§ Extrait:
------------------------------------------------

S’interroger sur ses relations

Jim Rohn, coach en relations interpersonnelles, estime que notre personnalité serait largement conditionnée par notre entourage, au point que ce que nous sommes correspondrait à la moyenne des cinq personnes avec qui nous passons le plus de temps.

Si passer du temps avec des personnes que nous apprécions et qui pensent comme nous est un puissant moteur pour la confiance en soi, cela présenterait aussi un sérieux désavantage. En effet, être entouré de personnes uniquement positives à notre égard aurait l’inconvénient de nous soustraire aux critiques salutaires qui nous permettraient de progresser dans la vie. La capacité de faire face à la critique et la volonté de s’y confronter serait même une caractéristique des personnes ambitieuses qui cherchent constamment à s’améliorer. D’ailleurs, on peut souvent constater que plus on atteint un niveau de succès élevé, plus on doit faire face à des détracteurs : «  the more successful you become, the more criticism you’ll face ».

------------------------------------------------

(Extraits de données de pointage)

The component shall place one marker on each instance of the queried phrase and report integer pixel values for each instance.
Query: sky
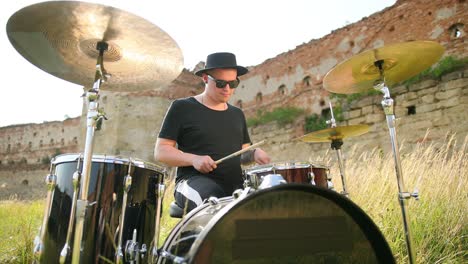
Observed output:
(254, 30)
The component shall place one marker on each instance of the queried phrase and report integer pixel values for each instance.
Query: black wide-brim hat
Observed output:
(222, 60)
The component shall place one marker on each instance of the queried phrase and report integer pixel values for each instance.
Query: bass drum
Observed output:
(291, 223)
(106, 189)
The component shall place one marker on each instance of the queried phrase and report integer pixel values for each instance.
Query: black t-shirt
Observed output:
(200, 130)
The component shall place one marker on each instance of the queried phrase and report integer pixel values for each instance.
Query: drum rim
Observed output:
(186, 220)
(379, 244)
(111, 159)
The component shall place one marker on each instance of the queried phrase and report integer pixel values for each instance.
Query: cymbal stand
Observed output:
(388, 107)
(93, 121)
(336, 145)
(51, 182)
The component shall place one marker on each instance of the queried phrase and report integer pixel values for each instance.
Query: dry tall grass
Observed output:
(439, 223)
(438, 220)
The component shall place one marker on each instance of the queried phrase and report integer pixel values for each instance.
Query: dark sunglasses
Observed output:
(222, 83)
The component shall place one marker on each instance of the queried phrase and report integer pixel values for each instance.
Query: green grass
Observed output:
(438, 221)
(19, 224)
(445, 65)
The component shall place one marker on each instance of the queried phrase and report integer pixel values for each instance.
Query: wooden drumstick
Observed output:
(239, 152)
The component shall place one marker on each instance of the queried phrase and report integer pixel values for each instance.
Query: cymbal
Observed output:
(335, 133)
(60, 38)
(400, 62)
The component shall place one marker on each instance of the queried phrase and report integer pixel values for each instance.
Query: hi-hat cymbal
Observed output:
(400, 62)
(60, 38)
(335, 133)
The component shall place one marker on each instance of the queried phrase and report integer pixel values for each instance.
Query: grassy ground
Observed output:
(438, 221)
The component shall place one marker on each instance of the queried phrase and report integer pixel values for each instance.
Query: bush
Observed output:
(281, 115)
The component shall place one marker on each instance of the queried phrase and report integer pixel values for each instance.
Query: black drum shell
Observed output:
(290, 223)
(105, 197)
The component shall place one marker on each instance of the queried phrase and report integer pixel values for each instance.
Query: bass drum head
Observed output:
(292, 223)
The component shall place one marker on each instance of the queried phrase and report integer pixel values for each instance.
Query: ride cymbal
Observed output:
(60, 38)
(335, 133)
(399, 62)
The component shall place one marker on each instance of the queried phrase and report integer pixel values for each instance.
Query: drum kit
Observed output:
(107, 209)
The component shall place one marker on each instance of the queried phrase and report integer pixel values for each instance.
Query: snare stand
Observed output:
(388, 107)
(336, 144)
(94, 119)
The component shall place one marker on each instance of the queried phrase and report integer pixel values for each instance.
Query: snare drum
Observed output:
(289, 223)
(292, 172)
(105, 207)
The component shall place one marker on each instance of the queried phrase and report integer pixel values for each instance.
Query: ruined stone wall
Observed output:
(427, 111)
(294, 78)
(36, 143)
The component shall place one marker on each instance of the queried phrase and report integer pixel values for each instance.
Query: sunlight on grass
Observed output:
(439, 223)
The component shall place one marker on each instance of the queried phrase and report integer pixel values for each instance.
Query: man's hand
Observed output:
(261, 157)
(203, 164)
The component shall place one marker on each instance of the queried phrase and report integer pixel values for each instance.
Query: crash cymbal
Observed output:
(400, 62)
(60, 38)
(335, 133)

------------------------------------------------

§ Consignes:
**1.** D’après l’extrait sur les relations, à quoi correspondrait ce que nous sommes selon Jim Rohn ?
**2.** Reproduisez à l’identique le passage de l’extrait sur les relations qui commence par « Jim Rohn, coach » et se termine par « plus de temps. ».
Seul l’extrait sur les relations sert de référence.

§ Corrigé:
**1.** À la moyenne des cinq personnes avec qui nous passons le plus de temps.

**2.**
Jim Rohn, coach en relations interpersonnelles, estime que notre personnalité serait largement conditionnée par notre entourage, au point que ce que nous sommes correspondrait à la moyenne des cinq personnes avec qui nous passons le plus de temps.